-- Begin Recorded data --

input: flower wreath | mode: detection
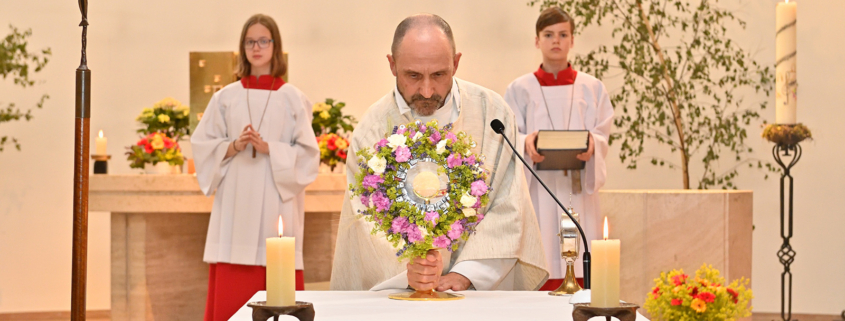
[349,120,491,260]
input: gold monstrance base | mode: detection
[387,290,464,301]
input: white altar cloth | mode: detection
[229,290,648,321]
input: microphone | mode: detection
[490,119,590,290]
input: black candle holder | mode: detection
[91,155,111,174]
[772,143,801,321]
[246,301,314,321]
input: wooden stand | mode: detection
[247,301,314,321]
[572,303,639,321]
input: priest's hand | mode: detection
[249,125,270,154]
[407,250,443,291]
[437,272,472,292]
[575,134,595,162]
[525,132,546,163]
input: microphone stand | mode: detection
[490,119,591,290]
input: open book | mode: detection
[535,130,590,170]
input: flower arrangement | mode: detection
[135,97,191,141]
[126,133,184,169]
[317,134,349,170]
[349,120,491,260]
[645,264,753,320]
[311,98,357,135]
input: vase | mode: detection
[144,162,182,175]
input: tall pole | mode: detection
[70,0,91,321]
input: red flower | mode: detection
[672,274,689,285]
[728,288,739,304]
[696,292,716,303]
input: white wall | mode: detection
[0,0,845,314]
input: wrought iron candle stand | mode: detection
[772,143,801,321]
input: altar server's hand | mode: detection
[232,125,252,153]
[525,132,546,163]
[437,272,472,292]
[244,125,270,154]
[407,250,443,291]
[575,134,595,162]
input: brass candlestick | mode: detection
[549,201,581,296]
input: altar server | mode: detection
[191,14,320,320]
[505,7,613,290]
[331,14,548,291]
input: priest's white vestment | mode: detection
[331,79,548,290]
[505,72,613,279]
[191,81,320,270]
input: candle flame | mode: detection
[604,216,607,241]
[279,215,285,237]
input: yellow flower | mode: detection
[158,114,170,123]
[690,298,707,313]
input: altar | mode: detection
[229,290,648,321]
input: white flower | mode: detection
[411,132,422,141]
[461,193,478,208]
[434,138,449,154]
[387,134,408,150]
[367,156,387,174]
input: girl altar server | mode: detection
[191,14,320,320]
[505,7,613,290]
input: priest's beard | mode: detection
[400,92,446,116]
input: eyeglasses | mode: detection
[244,38,273,49]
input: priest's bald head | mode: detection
[387,14,461,116]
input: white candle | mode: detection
[590,217,620,308]
[267,216,296,306]
[94,129,108,155]
[775,0,798,124]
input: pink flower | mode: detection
[428,130,441,145]
[425,211,440,224]
[361,175,384,189]
[408,224,425,243]
[446,154,461,168]
[370,192,390,212]
[432,235,452,249]
[376,138,387,147]
[446,221,464,240]
[390,216,411,233]
[394,146,411,163]
[469,179,487,196]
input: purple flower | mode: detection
[370,191,390,212]
[390,216,411,233]
[446,154,462,168]
[432,235,452,249]
[376,138,387,147]
[469,179,487,196]
[361,175,384,188]
[446,221,464,240]
[394,146,411,163]
[408,224,425,243]
[425,211,440,224]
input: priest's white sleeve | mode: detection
[191,92,232,196]
[583,82,613,194]
[267,93,320,202]
[449,259,516,291]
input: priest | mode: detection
[505,7,613,290]
[331,14,548,291]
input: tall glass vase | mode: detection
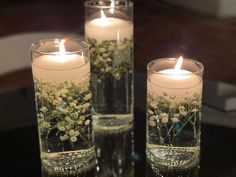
[31,39,95,176]
[85,0,133,130]
[146,58,203,176]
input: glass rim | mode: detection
[30,38,89,56]
[146,58,204,76]
[84,0,134,9]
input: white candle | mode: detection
[32,40,90,82]
[85,10,133,41]
[148,57,202,97]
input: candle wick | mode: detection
[175,56,184,70]
[59,39,66,55]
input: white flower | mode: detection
[70,136,77,143]
[171,117,179,123]
[148,120,156,127]
[84,119,90,125]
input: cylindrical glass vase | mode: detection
[85,0,133,130]
[31,39,95,175]
[146,58,203,173]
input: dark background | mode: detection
[0,0,236,177]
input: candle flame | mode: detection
[175,56,184,70]
[100,9,107,20]
[109,0,115,14]
[59,39,66,55]
[100,9,109,27]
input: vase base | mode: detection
[41,147,95,177]
[93,114,133,132]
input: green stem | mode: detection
[175,112,193,137]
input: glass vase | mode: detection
[146,58,203,174]
[85,0,133,131]
[31,39,95,175]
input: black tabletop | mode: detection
[0,79,236,177]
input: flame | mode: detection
[99,9,109,26]
[175,56,184,70]
[59,39,66,55]
[109,0,115,14]
[100,9,107,19]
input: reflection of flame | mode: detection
[101,9,107,19]
[175,56,184,70]
[59,39,66,55]
[116,28,120,43]
[100,9,109,26]
[109,0,115,14]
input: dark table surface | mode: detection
[0,75,236,177]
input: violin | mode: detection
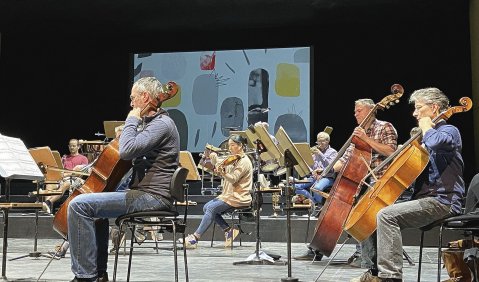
[140,81,179,116]
[216,155,242,173]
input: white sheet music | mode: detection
[0,135,44,180]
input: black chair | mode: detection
[211,206,254,250]
[113,167,189,281]
[417,174,479,282]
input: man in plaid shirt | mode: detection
[295,99,398,262]
[333,99,398,268]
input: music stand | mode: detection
[52,150,63,169]
[103,120,125,139]
[230,131,254,149]
[233,125,285,265]
[0,135,44,280]
[294,143,314,167]
[276,126,311,281]
[28,146,63,181]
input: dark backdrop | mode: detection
[0,0,476,181]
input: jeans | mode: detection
[68,190,171,278]
[361,197,454,279]
[294,177,334,204]
[195,198,235,236]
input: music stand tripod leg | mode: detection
[233,139,284,265]
[9,182,50,261]
[281,150,299,282]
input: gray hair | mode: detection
[354,99,374,108]
[133,76,163,99]
[316,131,331,142]
[409,87,449,112]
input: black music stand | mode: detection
[233,125,285,265]
[0,135,44,281]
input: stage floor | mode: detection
[0,238,448,282]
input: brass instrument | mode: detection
[309,145,319,154]
[270,193,281,217]
[215,155,242,173]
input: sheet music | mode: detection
[0,135,44,180]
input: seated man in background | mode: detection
[43,139,88,214]
[293,132,338,215]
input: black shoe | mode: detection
[48,252,65,260]
[294,249,323,261]
[96,272,110,282]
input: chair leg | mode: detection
[113,221,124,282]
[171,221,178,282]
[210,221,216,247]
[182,233,190,282]
[237,215,244,246]
[125,225,136,282]
[417,230,424,282]
[230,210,235,250]
[304,207,314,243]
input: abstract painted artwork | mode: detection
[133,47,313,152]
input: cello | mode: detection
[344,97,472,241]
[309,84,404,256]
[53,81,178,239]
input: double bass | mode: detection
[309,84,404,256]
[344,97,472,241]
[53,81,178,239]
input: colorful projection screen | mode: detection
[133,47,311,152]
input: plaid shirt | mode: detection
[340,119,398,178]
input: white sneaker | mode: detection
[178,234,198,249]
[225,228,239,248]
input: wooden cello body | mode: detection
[309,136,372,256]
[53,139,131,239]
[344,140,429,242]
[344,97,472,241]
[53,81,179,239]
[309,84,404,256]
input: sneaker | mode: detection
[225,228,239,248]
[150,231,163,241]
[291,194,306,205]
[348,253,363,268]
[133,228,146,245]
[294,248,323,261]
[178,234,198,249]
[42,200,53,214]
[349,270,382,282]
[96,272,110,282]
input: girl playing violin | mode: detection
[181,135,253,248]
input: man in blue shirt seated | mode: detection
[351,88,465,281]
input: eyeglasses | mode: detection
[130,92,143,101]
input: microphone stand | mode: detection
[281,149,299,282]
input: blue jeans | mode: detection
[68,190,171,278]
[195,198,234,236]
[294,177,334,204]
[361,197,454,279]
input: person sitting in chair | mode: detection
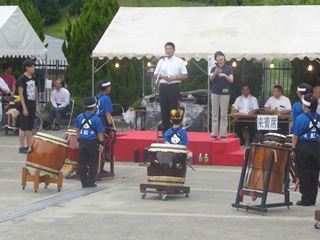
[163,107,189,145]
[45,79,70,131]
[233,83,259,145]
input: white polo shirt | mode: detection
[154,56,188,83]
[264,95,291,112]
[233,94,259,114]
[51,87,70,107]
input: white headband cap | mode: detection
[302,99,311,107]
[297,87,307,92]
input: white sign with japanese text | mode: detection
[257,115,278,130]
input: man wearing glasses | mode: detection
[45,79,70,131]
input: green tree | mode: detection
[62,0,141,107]
[30,0,62,25]
[68,0,86,15]
[0,0,44,41]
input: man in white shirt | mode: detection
[0,77,10,122]
[233,83,259,145]
[45,79,70,131]
[264,85,291,135]
[154,42,188,135]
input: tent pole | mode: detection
[91,58,94,97]
[142,58,145,103]
[207,73,211,132]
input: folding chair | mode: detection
[66,99,74,128]
[111,103,130,132]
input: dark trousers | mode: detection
[234,122,256,143]
[295,141,320,203]
[79,139,99,187]
[48,105,69,126]
[159,83,180,134]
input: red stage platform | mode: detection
[115,131,244,166]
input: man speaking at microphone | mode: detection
[154,42,188,136]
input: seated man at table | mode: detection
[264,85,291,135]
[289,83,313,128]
[45,79,70,131]
[233,83,259,145]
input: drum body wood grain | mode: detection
[147,143,187,186]
[263,133,286,146]
[248,144,289,193]
[26,133,67,176]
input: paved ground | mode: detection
[0,126,320,240]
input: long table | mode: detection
[228,113,291,133]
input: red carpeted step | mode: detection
[211,149,244,167]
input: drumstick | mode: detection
[187,161,195,171]
[98,150,102,174]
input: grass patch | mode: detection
[44,0,205,39]
[118,0,205,7]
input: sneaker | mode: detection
[100,169,109,174]
[210,135,217,141]
[296,200,315,207]
[86,183,97,187]
[19,147,28,154]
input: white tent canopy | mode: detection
[0,6,47,57]
[92,6,320,61]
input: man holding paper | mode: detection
[154,42,188,136]
[233,83,259,145]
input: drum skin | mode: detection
[63,130,79,165]
[284,134,293,148]
[263,133,286,146]
[248,145,289,193]
[26,133,67,176]
[147,144,187,186]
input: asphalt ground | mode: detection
[0,126,320,240]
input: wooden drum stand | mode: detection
[231,143,292,214]
[21,167,63,193]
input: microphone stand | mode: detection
[153,57,166,143]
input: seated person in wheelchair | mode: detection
[163,107,189,145]
[264,85,291,135]
[45,79,70,131]
[233,83,259,145]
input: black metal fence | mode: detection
[258,60,292,107]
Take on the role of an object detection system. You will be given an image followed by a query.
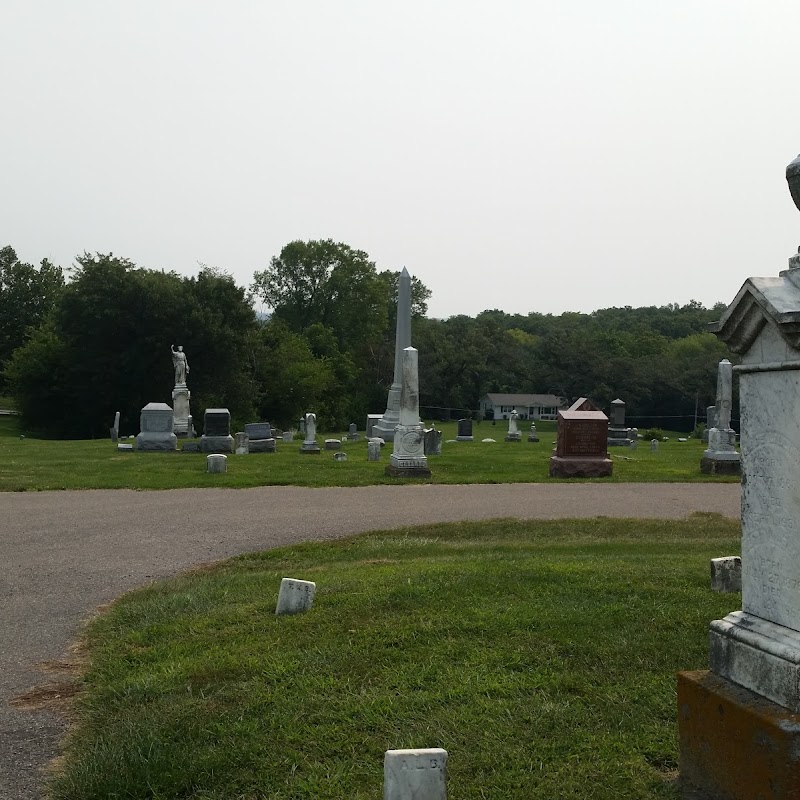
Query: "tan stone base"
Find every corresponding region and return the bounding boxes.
[678,670,800,800]
[384,464,431,478]
[550,456,614,478]
[700,456,742,475]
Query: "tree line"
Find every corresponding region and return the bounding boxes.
[0,240,730,438]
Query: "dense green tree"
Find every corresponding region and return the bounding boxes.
[7,254,259,438]
[0,247,64,389]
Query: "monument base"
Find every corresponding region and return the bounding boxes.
[384,464,431,478]
[678,670,800,800]
[700,453,742,475]
[708,611,800,712]
[136,431,178,453]
[200,435,233,453]
[550,456,614,478]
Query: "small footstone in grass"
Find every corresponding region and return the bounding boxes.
[206,453,228,472]
[383,747,447,800]
[711,556,742,593]
[275,578,317,615]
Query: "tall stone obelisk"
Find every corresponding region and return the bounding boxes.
[386,347,431,478]
[372,267,419,442]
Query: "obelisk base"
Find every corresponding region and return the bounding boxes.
[678,670,800,800]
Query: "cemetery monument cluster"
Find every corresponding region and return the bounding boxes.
[678,156,800,800]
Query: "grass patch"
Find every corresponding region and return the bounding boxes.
[51,514,739,800]
[0,417,739,491]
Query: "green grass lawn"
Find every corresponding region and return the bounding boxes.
[0,417,738,491]
[51,514,741,800]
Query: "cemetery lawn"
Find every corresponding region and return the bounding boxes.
[0,416,739,491]
[51,514,741,800]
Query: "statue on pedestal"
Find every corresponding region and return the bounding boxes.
[170,344,189,386]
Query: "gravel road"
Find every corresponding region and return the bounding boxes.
[0,483,740,800]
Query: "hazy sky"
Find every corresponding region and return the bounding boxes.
[0,0,800,317]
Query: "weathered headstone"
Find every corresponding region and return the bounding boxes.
[374,267,419,442]
[703,406,717,444]
[424,425,442,456]
[136,403,178,451]
[550,397,614,478]
[200,408,233,453]
[506,408,522,442]
[456,419,473,442]
[275,578,317,616]
[244,422,275,453]
[711,556,742,592]
[300,411,321,455]
[383,747,447,800]
[700,358,742,475]
[367,414,383,439]
[678,156,800,800]
[386,347,431,478]
[233,431,250,456]
[108,411,119,444]
[206,453,228,472]
[608,398,631,447]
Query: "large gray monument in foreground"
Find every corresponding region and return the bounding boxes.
[368,267,420,442]
[678,156,800,800]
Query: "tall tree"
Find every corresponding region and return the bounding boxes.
[0,247,64,389]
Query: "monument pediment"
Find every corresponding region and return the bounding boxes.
[709,270,800,354]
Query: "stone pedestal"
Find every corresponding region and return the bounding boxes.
[374,267,412,442]
[386,347,431,478]
[244,422,275,453]
[607,398,631,447]
[678,208,800,800]
[678,670,800,800]
[172,383,194,437]
[136,403,178,451]
[550,397,614,478]
[456,419,473,442]
[300,412,321,455]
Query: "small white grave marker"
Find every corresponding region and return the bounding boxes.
[711,556,742,593]
[275,578,317,615]
[206,453,228,472]
[383,747,447,800]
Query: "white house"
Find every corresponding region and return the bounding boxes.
[480,393,566,419]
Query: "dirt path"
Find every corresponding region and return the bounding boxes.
[0,483,739,800]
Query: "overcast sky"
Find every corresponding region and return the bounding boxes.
[0,0,800,317]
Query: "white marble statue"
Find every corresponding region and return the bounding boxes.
[170,344,189,386]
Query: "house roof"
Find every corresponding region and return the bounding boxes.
[484,392,564,408]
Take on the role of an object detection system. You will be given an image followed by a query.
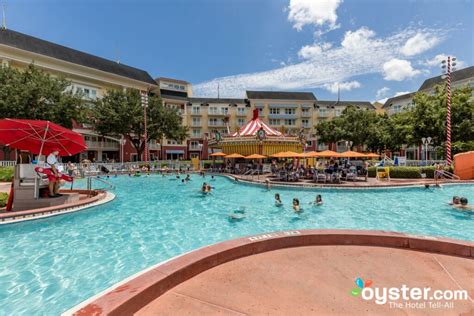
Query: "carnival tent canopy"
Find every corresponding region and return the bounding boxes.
[225,153,245,159]
[245,154,267,159]
[232,109,282,137]
[209,152,227,157]
[270,151,303,158]
[340,150,367,158]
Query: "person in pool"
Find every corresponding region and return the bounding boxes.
[293,198,301,213]
[275,193,283,206]
[453,197,474,211]
[314,194,323,206]
[449,195,461,205]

-- End Recorded data --

Task objective: Please lay out everything from the line containing "gray monument in" down to the end of the lines above as a Markdown table with the columns Row and Line, numbering each row and skipping any blank lines. Leave the pictures out.

Completed exercise:
| Row | Line |
|---|---|
| 1 | Query: "large gray monument in foreground" |
| 2 | Find every corresponding region and return the bounding boxes. |
| 3 | [368,267,420,442] |
| 4 | [678,156,800,800] |
| 5 | Query: "tall tree" |
| 6 | Find every corresponding region and return the bounding boxes. |
| 7 | [0,247,64,389] |
| 8 | Query: "monument pediment" |
| 9 | Find every corresponding region and return the bounding boxes. |
| 10 | [709,270,800,354] |
| 11 | Query: "stone pedestal" |
| 12 | Find every corresponding region and return the bounding boxes. |
| 13 | [374,267,412,442] |
| 14 | [386,347,431,478] |
| 15 | [244,422,275,453] |
| 16 | [607,398,631,447] |
| 17 | [678,208,800,800] |
| 18 | [678,670,800,800] |
| 19 | [172,383,194,437] |
| 20 | [136,403,178,451] |
| 21 | [550,397,614,478] |
| 22 | [456,419,473,442] |
| 23 | [300,412,321,455] |
| 24 | Query: "small white grave marker" |
| 25 | Find every corresponding region and return the bounding boxes. |
| 26 | [711,556,742,593] |
| 27 | [275,578,317,615] |
| 28 | [206,453,228,472] |
| 29 | [383,747,447,800] |
| 30 | Query: "white house" |
| 31 | Find every corresponding region and return the bounding boxes. |
| 32 | [480,393,566,419] |
| 33 | Query: "dirt path" |
| 34 | Find every corresponding region and return the bounding boxes. |
| 35 | [0,483,739,800] |
| 36 | Query: "overcast sky" |
| 37 | Find every corresponding region and return the bounding boxes. |
| 38 | [0,0,800,317] |
| 39 | Query: "white marble statue" |
| 40 | Find every corresponding region and return the bounding boxes. |
| 41 | [170,344,189,386] |
| 42 | Query: "house roof" |
| 43 | Find every corresponding region and return the bounding boxes. |
| 44 | [484,392,564,408] |
| 45 | Take on the role of an object detection system. You will be given an image followed by a query. |
| 46 | Query: "carnival tent canopy" |
| 47 | Find every corresponding region and return the bounding boxes. |
| 48 | [225,153,245,159] |
| 49 | [245,154,267,159] |
| 50 | [232,109,282,137] |
| 51 | [209,152,227,157] |
| 52 | [270,151,303,158] |
| 53 | [340,150,367,158] |
| 54 | Query: "person in pool" |
| 55 | Find every corresponding region and return the bounding boxes. |
| 56 | [293,198,301,213] |
| 57 | [275,193,283,206] |
| 58 | [453,197,474,211] |
| 59 | [314,194,323,206] |
| 60 | [449,195,461,205] |